◆ Protokollauszug:

+ + + +

AUS DEM PROTOKOLL DES 55. NATIONALRATES 1988 S. 936-939a:

Abgeordneter Dr. Khol (ÖVP): Herr Bundesminister! Ich begrüße, daß Sie von den eher pessimistischen und nach hinten gewandten Forschungsschwerpunkten Ihres Vorgängers Minister Fischer jetzt zu eher optimistischen, zukunftsorientierten Forschungsschwerpunkten übergehen. Ich glaube, dass das richtig ist. Ich möchte insbesonders betonen, daß es auch wichtig ist, das Management der Mittel in der Auftragsforschung sachkundig zu gestalten. Ich habe hier eine Broschüre mit den Ergebnissen einer Auftragsforschung, die Ihr Vorgänger, der besagte Minister Fischer, heute Klubobmann, in Auftrag gegeben hat. Sie umfaßt 438 photokopierte Seiten mit 38 Interviews zu einem sehr wichtigen Thema: “Widerstand österreichischer Frauen in den Konzentrationslagern des nationalsozialistischen Regimes 1938 bis 1945.” Eine erschütternde Arbeit und ein wertvolles Thema.

+ + + +

◆ Gespeicherte Daten:

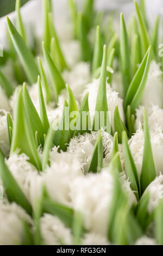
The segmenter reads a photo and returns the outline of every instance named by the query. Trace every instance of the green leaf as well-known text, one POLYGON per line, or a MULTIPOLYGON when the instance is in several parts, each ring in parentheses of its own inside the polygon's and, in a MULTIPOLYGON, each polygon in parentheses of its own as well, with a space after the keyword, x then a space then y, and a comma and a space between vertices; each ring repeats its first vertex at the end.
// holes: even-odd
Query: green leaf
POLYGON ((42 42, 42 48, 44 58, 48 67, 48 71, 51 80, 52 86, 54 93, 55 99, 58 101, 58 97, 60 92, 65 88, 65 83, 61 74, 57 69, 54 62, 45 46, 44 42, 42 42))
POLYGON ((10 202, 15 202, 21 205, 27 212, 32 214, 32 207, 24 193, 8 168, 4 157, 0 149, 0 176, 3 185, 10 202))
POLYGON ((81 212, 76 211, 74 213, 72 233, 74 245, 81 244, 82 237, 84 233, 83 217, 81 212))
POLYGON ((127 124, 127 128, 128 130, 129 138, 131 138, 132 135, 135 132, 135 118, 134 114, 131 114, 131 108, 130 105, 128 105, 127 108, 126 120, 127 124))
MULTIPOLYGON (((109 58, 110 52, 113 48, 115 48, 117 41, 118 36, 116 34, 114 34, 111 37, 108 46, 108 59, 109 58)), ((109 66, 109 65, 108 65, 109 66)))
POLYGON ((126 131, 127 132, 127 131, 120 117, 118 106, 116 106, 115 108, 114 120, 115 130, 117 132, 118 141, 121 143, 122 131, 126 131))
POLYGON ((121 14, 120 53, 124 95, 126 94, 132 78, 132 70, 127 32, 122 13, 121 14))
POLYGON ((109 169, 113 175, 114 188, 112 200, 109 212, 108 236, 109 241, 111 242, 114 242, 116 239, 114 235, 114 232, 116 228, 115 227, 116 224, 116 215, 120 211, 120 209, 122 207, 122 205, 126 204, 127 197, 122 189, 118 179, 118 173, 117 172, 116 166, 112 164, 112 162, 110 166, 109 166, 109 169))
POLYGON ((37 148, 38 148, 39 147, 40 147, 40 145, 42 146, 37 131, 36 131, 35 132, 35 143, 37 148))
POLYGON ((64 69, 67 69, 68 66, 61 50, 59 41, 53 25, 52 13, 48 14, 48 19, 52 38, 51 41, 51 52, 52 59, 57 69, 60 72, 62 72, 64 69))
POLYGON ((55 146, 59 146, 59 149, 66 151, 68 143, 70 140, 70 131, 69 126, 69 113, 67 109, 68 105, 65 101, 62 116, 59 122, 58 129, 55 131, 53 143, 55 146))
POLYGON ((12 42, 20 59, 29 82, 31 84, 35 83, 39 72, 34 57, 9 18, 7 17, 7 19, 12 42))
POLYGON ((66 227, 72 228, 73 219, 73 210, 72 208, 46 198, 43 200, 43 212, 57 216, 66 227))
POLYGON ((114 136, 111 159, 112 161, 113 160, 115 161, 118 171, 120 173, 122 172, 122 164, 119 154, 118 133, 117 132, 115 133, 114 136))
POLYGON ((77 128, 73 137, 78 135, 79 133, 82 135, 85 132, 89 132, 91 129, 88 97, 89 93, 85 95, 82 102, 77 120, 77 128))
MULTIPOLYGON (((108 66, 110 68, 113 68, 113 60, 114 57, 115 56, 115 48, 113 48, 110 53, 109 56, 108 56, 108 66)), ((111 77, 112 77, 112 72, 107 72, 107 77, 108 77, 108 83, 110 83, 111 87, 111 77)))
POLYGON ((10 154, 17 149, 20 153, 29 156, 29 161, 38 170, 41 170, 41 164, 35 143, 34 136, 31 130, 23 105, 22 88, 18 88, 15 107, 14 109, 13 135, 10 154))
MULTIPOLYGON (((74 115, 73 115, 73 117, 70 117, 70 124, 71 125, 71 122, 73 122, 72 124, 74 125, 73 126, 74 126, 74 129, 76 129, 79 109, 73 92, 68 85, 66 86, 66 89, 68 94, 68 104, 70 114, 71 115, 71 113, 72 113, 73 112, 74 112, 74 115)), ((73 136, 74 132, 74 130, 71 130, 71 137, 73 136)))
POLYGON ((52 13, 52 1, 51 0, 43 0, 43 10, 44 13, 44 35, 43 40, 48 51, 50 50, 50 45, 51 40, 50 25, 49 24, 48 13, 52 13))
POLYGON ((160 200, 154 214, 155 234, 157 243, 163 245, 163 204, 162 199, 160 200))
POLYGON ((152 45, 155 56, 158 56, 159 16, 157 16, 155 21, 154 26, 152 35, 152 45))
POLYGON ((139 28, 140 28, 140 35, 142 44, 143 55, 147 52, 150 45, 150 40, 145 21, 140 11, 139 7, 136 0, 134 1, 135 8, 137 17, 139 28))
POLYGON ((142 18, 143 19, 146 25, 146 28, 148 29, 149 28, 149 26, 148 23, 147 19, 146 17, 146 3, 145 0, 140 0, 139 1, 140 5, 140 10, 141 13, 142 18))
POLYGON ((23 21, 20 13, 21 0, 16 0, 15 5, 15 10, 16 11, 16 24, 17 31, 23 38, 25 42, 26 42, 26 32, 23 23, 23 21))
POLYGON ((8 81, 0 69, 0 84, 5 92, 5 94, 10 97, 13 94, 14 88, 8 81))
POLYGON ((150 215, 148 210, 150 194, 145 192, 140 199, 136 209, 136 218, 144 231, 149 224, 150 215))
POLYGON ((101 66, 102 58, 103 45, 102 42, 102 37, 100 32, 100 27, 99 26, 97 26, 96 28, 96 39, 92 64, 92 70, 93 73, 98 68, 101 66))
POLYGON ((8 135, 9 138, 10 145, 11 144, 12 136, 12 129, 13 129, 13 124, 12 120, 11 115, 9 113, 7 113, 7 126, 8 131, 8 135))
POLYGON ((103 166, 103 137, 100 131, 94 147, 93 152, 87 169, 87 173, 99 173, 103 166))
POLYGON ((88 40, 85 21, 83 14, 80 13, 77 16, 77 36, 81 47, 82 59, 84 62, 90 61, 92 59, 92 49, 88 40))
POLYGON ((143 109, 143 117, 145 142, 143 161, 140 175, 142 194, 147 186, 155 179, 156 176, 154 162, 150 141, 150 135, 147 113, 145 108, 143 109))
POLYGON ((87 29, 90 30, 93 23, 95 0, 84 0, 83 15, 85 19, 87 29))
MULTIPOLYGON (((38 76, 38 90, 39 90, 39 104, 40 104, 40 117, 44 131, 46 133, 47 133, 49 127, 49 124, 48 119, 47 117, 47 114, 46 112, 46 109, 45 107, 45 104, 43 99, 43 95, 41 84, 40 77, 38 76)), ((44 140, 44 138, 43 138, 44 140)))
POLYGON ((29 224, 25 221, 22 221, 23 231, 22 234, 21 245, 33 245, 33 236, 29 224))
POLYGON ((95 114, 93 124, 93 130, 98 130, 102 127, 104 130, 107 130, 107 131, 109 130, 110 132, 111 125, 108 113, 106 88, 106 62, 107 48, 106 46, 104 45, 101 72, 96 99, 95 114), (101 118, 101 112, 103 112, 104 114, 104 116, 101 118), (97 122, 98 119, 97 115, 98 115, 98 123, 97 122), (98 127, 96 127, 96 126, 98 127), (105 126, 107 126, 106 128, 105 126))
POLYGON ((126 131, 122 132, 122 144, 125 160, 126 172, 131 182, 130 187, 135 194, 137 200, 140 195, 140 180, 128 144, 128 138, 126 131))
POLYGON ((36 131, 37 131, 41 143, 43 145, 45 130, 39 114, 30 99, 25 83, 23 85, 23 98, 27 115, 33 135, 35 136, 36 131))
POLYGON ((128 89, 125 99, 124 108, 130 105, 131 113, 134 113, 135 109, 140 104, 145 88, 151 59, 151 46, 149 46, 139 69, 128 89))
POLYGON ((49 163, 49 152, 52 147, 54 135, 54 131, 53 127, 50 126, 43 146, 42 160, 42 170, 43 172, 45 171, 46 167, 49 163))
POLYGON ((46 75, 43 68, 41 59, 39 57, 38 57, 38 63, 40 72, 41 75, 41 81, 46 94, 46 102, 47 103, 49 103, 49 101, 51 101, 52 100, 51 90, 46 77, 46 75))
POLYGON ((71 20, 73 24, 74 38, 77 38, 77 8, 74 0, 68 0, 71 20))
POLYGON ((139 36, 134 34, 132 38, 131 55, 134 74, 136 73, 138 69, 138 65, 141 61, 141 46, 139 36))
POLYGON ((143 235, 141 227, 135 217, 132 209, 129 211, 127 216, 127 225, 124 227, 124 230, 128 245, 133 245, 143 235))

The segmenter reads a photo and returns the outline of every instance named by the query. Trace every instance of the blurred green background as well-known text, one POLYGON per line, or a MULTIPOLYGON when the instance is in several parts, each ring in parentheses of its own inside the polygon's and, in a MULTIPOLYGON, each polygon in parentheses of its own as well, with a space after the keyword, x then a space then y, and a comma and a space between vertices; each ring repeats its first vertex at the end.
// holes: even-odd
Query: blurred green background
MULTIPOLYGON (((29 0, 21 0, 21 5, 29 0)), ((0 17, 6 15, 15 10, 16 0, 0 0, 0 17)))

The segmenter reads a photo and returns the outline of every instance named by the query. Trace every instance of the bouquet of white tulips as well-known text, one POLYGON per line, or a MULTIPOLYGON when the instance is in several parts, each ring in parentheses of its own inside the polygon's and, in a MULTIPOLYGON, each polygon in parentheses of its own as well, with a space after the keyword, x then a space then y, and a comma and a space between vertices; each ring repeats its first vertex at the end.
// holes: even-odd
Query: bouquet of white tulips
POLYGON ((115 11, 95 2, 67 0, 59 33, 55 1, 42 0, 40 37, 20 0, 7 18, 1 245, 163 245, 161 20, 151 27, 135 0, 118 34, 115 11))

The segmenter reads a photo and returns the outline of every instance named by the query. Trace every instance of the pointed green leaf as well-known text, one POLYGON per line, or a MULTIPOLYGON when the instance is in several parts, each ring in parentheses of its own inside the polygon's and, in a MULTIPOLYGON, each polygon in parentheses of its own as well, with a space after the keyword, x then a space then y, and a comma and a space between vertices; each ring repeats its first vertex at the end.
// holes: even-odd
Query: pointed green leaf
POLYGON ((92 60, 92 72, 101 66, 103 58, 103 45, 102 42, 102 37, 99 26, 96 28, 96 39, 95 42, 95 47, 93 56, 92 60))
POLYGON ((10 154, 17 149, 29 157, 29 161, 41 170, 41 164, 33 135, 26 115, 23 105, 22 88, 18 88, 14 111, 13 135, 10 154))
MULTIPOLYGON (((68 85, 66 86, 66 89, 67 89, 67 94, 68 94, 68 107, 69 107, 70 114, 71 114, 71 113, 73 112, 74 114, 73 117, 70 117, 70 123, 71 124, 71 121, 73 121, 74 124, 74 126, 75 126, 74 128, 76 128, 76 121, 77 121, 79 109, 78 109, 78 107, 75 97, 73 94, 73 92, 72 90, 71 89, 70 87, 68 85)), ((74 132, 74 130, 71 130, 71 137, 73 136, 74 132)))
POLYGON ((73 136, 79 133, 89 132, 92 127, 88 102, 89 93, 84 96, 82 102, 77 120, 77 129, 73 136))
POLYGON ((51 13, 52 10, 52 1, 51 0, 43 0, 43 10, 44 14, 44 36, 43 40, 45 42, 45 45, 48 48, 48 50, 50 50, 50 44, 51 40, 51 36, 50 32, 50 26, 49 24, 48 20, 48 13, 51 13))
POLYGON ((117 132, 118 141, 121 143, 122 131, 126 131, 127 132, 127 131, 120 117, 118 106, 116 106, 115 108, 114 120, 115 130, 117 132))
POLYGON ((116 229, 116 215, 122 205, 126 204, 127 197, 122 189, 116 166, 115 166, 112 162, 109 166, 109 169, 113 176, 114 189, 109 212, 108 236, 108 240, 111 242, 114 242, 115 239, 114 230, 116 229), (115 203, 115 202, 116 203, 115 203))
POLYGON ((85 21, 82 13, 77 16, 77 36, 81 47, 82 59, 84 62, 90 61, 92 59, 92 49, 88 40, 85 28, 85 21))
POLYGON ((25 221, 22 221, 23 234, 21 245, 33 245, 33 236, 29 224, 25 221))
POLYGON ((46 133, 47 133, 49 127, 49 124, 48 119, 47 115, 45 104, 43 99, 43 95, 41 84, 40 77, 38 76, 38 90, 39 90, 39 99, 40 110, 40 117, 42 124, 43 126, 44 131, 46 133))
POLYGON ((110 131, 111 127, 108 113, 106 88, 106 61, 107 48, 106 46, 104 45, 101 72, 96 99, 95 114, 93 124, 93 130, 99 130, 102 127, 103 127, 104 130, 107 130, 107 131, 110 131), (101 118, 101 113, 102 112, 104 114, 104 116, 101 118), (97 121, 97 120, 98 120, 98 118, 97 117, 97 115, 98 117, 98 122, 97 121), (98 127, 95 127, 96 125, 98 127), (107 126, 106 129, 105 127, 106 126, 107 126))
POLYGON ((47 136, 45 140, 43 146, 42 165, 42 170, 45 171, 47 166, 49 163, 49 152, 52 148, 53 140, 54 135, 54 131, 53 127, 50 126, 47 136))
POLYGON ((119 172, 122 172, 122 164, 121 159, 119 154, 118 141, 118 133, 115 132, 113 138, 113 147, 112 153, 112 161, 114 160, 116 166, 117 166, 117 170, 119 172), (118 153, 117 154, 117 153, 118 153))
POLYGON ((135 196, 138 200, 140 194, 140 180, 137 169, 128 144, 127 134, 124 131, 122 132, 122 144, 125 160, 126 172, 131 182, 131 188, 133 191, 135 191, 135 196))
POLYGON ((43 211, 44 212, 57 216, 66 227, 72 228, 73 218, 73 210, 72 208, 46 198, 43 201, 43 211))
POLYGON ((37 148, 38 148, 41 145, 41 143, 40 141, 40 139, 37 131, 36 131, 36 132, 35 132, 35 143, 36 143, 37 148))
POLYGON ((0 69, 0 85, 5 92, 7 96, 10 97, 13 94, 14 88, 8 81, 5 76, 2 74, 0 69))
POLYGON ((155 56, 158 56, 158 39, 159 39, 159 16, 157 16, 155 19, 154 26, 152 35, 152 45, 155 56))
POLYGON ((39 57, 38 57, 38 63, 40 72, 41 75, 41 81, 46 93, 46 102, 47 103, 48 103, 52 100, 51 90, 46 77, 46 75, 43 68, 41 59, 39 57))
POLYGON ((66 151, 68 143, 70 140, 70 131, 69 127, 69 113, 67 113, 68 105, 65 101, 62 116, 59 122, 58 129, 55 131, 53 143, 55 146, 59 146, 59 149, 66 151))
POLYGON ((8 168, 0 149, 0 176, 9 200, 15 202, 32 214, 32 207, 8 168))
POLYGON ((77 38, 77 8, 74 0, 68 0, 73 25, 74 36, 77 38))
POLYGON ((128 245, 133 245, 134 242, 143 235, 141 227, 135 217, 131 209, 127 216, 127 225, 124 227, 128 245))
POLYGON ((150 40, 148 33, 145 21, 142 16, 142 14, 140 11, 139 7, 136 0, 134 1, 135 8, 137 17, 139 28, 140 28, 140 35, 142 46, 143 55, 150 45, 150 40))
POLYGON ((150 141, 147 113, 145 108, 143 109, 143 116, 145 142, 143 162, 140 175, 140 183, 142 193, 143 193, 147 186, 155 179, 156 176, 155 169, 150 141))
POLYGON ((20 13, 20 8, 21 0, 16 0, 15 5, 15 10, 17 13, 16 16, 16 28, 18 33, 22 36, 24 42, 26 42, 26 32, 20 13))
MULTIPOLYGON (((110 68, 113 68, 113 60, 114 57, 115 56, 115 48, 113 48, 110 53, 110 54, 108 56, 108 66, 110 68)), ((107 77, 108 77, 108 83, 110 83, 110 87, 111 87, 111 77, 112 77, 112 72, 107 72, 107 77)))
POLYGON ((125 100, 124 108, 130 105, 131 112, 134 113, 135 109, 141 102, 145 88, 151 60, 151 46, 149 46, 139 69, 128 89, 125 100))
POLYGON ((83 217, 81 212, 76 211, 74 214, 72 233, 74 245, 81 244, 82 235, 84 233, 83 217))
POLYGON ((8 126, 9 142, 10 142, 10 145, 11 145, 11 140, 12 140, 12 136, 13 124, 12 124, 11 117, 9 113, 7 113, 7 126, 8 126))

+ + + +

◆ Aufgabe 1: Wie viele Seiten umfasst laut Protokollauszug die Broschüre mit den Ergebnissen der Auftragsforschung?
◆ Aufgabe 2: Schreiben Sie aus dem Protokollauszug die Stelle ab, die bei „Abgeordneter Dr. Khol“ beginnt und bei „ein wertvolles Thema.“ endet.
Die Liste steht in keinem Zusammenhang mit dem Protokollauszug.

◆ Lösung 1: 438 photokopierte Seiten.

◆ Lösung 2:
Abgeordneter Dr. Khol (ÖVP): Herr Bundesminister! Ich begrüße, daß Sie von den eher pessimistischen und nach hinten gewandten Forschungsschwerpunkten Ihres Vorgängers Minister Fischer jetzt zu eher optimistischen, zukunftsorientierten Forschungsschwerpunkten übergehen. Ich glaube, dass das richtig ist. Ich möchte insbesonders betonen, daß es auch wichtig ist, das Management der Mittel in der Auftragsforschung sachkundig zu gestalten. Ich habe hier eine Broschüre mit den Ergebnissen einer Auftragsforschung, die Ihr Vorgänger, der besagte Minister Fischer, heute Klubobmann, in Auftrag gegeben hat. Sie umfaßt 438 photokopierte Seiten mit 38 Interviews zu einem sehr wichtigen Thema: “Widerstand österreichischer Frauen in den Konzentrationslagern des nationalsozialistischen Regimes 1938 bis 1945.” Eine erschütternde Arbeit und ein wertvolles Thema.